═════ Source material ═════
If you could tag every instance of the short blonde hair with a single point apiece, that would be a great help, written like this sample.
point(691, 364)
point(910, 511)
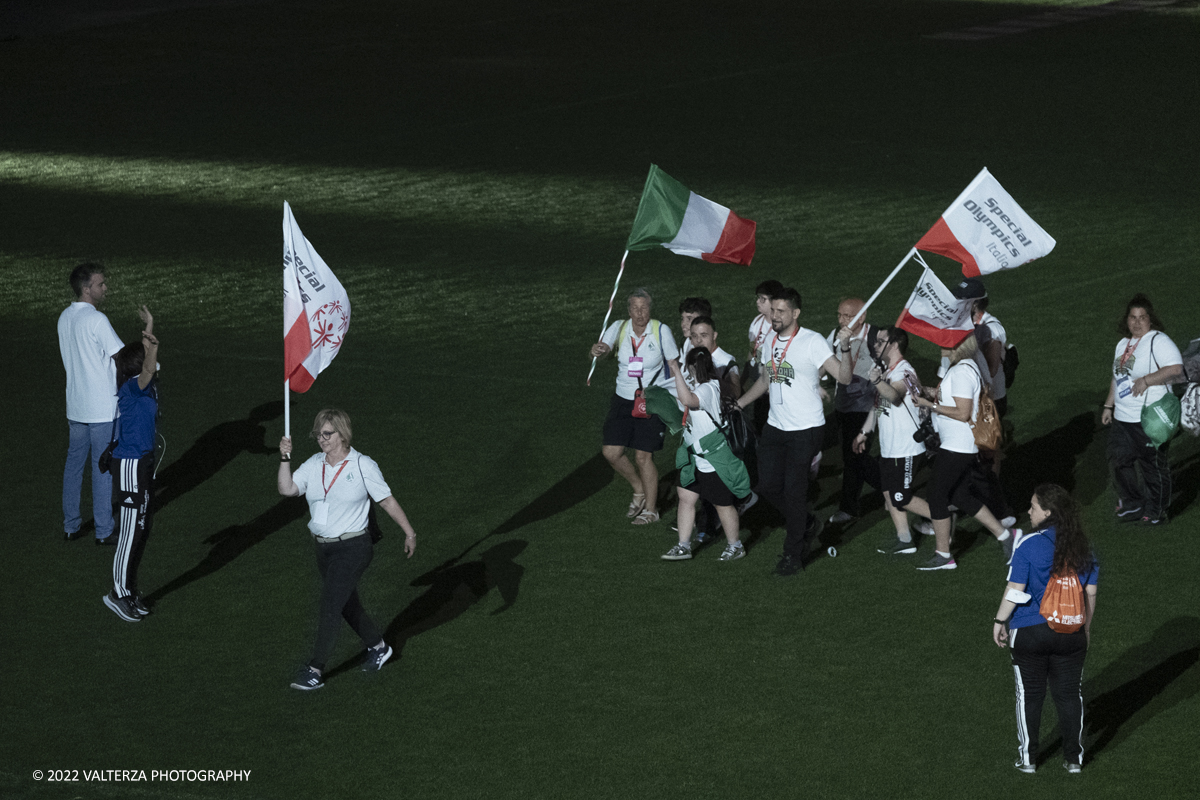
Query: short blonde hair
point(966, 349)
point(336, 417)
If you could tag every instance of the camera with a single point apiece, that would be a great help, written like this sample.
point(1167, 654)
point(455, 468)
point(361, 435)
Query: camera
point(927, 434)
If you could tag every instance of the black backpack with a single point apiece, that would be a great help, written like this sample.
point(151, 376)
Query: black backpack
point(1012, 361)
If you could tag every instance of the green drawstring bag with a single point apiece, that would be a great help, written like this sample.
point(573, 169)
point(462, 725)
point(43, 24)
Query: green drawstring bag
point(1161, 419)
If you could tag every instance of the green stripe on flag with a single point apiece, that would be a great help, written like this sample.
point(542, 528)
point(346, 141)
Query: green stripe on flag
point(660, 211)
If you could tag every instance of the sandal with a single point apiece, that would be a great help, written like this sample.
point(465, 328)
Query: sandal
point(636, 505)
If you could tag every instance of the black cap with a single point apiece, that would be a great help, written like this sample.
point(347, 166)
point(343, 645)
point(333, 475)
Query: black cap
point(970, 289)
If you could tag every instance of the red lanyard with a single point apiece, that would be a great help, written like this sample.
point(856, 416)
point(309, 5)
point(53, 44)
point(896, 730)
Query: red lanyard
point(335, 475)
point(637, 343)
point(774, 367)
point(1129, 348)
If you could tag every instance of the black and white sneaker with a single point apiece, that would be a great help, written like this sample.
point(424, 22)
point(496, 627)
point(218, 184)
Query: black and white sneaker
point(377, 657)
point(895, 547)
point(123, 607)
point(1128, 513)
point(307, 679)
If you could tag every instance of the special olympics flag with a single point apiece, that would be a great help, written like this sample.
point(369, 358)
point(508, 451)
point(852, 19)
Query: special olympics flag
point(985, 230)
point(316, 310)
point(672, 216)
point(934, 313)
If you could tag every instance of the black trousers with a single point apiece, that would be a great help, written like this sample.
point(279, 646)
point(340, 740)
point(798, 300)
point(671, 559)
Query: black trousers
point(1129, 450)
point(341, 565)
point(856, 468)
point(784, 461)
point(1044, 659)
point(133, 515)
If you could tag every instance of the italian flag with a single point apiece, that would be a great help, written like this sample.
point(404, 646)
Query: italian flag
point(672, 216)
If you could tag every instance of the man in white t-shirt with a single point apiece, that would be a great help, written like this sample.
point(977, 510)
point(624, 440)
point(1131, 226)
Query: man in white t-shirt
point(792, 359)
point(760, 330)
point(851, 405)
point(900, 455)
point(88, 343)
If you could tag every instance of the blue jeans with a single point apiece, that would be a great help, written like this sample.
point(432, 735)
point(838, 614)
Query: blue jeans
point(88, 437)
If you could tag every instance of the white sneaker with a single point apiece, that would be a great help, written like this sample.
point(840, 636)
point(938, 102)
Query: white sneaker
point(732, 552)
point(681, 552)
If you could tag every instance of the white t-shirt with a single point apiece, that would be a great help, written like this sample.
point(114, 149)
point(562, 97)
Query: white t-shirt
point(897, 423)
point(760, 331)
point(964, 379)
point(795, 395)
point(999, 335)
point(701, 420)
point(88, 343)
point(1139, 365)
point(349, 495)
point(648, 349)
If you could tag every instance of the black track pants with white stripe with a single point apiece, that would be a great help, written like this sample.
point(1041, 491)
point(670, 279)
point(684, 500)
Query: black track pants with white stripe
point(1041, 659)
point(132, 495)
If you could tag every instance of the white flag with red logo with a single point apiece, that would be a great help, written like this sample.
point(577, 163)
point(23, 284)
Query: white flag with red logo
point(934, 313)
point(316, 310)
point(985, 230)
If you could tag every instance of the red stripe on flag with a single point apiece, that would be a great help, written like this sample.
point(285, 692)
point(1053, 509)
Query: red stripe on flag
point(301, 380)
point(940, 240)
point(297, 346)
point(736, 245)
point(939, 336)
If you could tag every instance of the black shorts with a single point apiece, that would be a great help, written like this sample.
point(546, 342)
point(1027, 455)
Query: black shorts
point(712, 488)
point(623, 429)
point(897, 476)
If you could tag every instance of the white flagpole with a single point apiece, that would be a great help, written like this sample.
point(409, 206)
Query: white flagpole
point(886, 282)
point(605, 325)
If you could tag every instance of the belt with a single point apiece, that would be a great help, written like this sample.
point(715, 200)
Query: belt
point(330, 540)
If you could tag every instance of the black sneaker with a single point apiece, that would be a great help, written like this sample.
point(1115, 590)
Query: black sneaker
point(789, 565)
point(123, 607)
point(1128, 513)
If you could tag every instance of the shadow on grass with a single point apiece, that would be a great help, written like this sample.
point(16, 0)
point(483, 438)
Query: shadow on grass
point(231, 542)
point(1146, 680)
point(213, 450)
point(456, 585)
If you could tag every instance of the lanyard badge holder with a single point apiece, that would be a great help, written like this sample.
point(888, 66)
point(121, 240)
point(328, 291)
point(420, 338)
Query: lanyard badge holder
point(636, 371)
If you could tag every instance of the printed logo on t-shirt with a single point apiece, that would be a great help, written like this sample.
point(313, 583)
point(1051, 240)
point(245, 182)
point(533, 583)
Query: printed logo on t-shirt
point(784, 374)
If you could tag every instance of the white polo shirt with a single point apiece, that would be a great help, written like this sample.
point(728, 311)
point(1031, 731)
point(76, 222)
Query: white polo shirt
point(352, 483)
point(648, 349)
point(88, 343)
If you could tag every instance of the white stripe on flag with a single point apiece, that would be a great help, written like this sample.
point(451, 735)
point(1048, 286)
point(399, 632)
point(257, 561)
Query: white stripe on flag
point(701, 228)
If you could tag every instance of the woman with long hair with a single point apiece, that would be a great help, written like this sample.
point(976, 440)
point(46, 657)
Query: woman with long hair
point(955, 408)
point(1145, 362)
point(340, 482)
point(1057, 549)
point(708, 470)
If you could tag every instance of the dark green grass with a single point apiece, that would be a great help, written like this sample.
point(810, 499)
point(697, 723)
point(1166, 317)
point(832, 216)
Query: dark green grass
point(471, 172)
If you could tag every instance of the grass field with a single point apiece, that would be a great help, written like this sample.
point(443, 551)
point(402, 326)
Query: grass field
point(471, 169)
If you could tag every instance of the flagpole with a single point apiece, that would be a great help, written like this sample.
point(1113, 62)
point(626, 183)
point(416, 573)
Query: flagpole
point(883, 286)
point(605, 325)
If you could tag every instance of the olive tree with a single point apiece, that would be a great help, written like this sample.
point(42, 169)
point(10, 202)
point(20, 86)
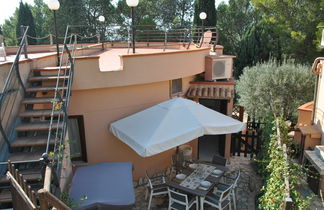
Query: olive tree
point(276, 89)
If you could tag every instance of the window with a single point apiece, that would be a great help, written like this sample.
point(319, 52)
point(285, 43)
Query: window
point(176, 87)
point(77, 138)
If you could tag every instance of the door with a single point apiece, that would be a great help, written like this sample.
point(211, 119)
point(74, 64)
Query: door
point(209, 145)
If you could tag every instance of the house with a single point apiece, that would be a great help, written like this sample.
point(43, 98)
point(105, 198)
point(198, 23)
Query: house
point(311, 135)
point(110, 83)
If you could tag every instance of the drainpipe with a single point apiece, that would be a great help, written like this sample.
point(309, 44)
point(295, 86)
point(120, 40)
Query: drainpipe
point(316, 69)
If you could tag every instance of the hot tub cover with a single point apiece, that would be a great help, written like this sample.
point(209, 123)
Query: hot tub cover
point(107, 185)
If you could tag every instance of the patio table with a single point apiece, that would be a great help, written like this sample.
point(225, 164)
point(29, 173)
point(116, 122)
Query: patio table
point(200, 192)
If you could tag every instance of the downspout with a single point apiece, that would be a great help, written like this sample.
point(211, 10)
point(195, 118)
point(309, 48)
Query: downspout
point(316, 69)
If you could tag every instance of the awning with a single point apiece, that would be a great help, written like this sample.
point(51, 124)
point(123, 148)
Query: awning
point(170, 124)
point(211, 91)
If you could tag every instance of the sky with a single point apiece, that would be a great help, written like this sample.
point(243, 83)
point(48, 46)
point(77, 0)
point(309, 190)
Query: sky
point(8, 7)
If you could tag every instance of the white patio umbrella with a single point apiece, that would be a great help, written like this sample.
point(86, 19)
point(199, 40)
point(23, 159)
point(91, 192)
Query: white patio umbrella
point(170, 124)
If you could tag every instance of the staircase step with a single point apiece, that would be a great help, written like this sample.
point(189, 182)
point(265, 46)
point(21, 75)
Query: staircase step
point(30, 175)
point(25, 156)
point(46, 78)
point(43, 89)
point(42, 100)
point(40, 113)
point(5, 196)
point(39, 126)
point(37, 141)
point(52, 68)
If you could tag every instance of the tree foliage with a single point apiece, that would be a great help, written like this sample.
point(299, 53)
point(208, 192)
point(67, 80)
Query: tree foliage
point(260, 42)
point(207, 6)
point(233, 20)
point(298, 21)
point(276, 89)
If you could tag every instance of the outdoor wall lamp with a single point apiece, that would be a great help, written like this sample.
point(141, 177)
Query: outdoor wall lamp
point(132, 4)
point(55, 5)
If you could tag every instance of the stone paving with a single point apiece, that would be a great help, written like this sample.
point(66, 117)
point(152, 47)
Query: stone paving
point(248, 186)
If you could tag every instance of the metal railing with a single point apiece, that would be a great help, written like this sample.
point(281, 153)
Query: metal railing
point(60, 102)
point(162, 36)
point(12, 93)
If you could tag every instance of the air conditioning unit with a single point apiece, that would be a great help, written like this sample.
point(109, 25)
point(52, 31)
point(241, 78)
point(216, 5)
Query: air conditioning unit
point(218, 67)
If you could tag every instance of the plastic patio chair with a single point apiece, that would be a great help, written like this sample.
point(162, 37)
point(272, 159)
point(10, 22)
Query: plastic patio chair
point(155, 186)
point(219, 199)
point(180, 201)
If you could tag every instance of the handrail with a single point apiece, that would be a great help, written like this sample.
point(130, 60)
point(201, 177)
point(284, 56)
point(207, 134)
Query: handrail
point(144, 33)
point(60, 101)
point(10, 91)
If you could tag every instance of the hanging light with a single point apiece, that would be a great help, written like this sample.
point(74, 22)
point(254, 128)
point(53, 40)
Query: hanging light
point(132, 3)
point(53, 4)
point(203, 15)
point(101, 18)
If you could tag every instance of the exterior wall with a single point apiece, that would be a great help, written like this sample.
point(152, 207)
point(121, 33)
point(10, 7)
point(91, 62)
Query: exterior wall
point(139, 69)
point(305, 114)
point(319, 112)
point(100, 107)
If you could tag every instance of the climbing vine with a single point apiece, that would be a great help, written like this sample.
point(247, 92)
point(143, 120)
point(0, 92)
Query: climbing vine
point(277, 168)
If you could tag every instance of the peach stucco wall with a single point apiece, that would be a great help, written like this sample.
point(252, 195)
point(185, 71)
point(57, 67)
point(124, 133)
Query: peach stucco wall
point(100, 107)
point(139, 69)
point(319, 112)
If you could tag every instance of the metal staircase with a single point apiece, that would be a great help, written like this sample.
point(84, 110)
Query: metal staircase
point(33, 119)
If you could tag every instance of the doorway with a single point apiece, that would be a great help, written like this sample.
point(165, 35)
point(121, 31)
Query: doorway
point(209, 145)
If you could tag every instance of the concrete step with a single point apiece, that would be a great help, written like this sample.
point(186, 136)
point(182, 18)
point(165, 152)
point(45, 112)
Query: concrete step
point(40, 113)
point(47, 78)
point(39, 100)
point(43, 89)
point(37, 141)
point(30, 175)
point(25, 156)
point(39, 126)
point(5, 196)
point(52, 68)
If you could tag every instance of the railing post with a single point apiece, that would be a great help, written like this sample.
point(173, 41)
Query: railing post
point(98, 38)
point(51, 39)
point(75, 38)
point(190, 37)
point(165, 39)
point(16, 66)
point(22, 28)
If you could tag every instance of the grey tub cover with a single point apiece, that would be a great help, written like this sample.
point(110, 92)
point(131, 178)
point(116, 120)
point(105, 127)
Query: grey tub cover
point(107, 185)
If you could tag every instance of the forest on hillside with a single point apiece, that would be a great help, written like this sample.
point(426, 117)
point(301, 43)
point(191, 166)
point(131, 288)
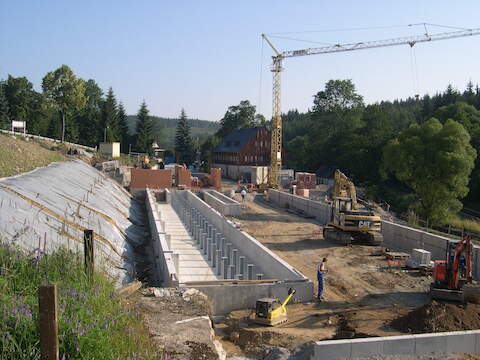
═════
Work to complete
In the entries above, one line contains "Query: drainpipe" and another contains "If you could tag every instance of the patio". Reproduce exactly those two lines and the lines between them, nothing else.

Exercise response
Query: drainpipe
point(316, 69)
If you could tag every instance of the hot tub cover with a single point apiece, that would be a great help, written like this sample.
point(209, 123)
Query: hot tub cover
point(107, 185)
If you could tag every instance of the patio table with a single point apiece, that would be a great help, written like this sample.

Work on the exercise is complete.